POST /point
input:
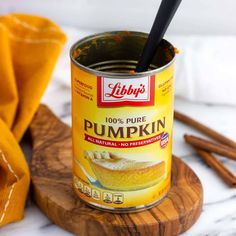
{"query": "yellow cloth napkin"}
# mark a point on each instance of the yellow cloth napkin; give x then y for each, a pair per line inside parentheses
(29, 47)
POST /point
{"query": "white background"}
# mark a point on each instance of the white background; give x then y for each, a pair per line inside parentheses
(194, 16)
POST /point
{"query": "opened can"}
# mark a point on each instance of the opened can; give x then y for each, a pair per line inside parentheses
(121, 121)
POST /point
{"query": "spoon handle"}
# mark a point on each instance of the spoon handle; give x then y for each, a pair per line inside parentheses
(163, 18)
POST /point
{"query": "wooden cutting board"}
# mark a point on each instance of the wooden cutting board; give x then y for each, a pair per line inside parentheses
(53, 193)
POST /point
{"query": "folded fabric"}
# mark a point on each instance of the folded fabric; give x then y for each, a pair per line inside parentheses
(29, 48)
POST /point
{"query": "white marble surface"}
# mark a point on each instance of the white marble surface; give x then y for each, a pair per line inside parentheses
(218, 217)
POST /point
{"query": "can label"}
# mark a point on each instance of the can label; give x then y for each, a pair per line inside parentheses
(122, 138)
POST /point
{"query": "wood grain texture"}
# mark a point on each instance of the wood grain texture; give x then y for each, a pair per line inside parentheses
(53, 193)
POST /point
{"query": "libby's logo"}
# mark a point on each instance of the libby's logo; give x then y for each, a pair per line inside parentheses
(125, 92)
(119, 91)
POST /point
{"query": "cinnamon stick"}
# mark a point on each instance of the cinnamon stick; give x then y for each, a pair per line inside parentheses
(204, 129)
(218, 167)
(211, 146)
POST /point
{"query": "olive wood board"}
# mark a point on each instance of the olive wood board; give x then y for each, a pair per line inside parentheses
(51, 171)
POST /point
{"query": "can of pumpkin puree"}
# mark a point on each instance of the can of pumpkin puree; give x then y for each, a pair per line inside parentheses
(122, 122)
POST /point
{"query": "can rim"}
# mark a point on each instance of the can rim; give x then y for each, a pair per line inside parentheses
(112, 74)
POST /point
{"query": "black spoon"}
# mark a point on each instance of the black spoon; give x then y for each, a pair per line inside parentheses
(163, 18)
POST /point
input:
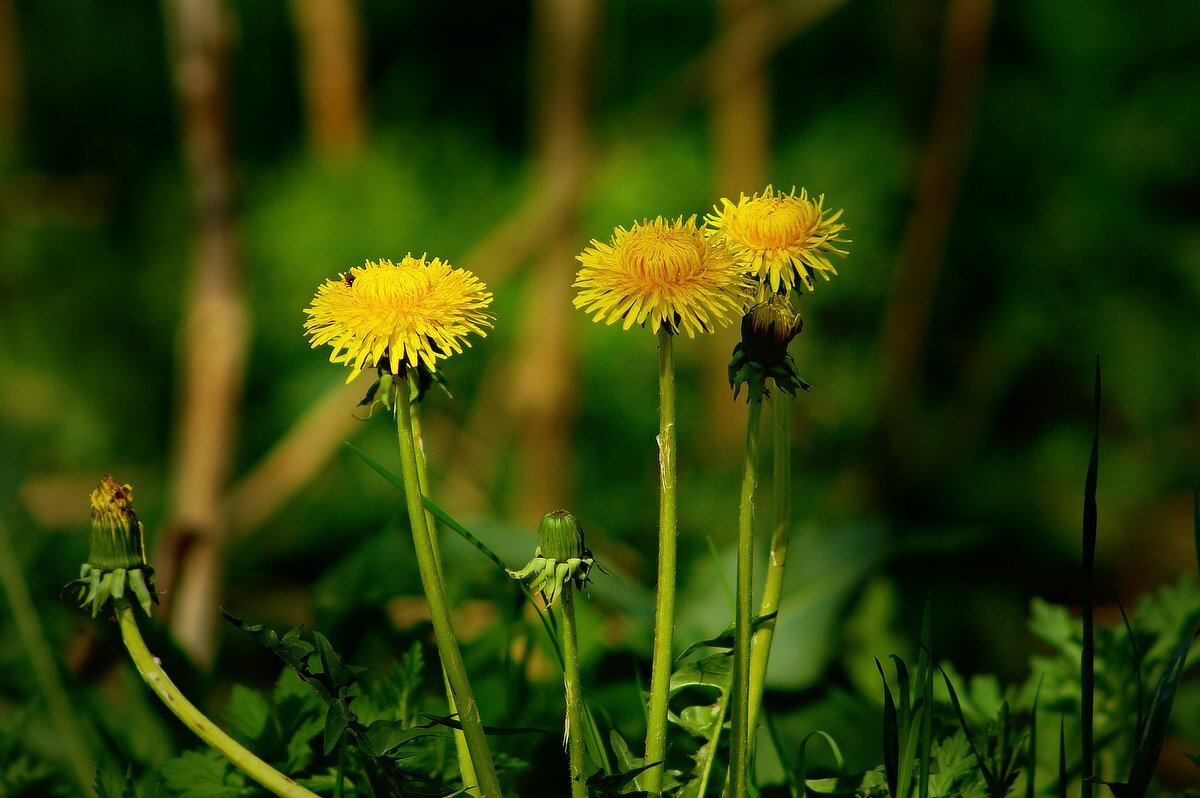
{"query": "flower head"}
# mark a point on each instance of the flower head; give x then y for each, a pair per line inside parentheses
(118, 558)
(666, 273)
(779, 238)
(387, 315)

★ ★ ★ ★ ★

Task statement
Display each line above that contains the word "fabric".

Written answer
{"query": "folded fabric"}
# mark a point on each instance of the folded fabric; give x then y for each, a pair per line inside parentheses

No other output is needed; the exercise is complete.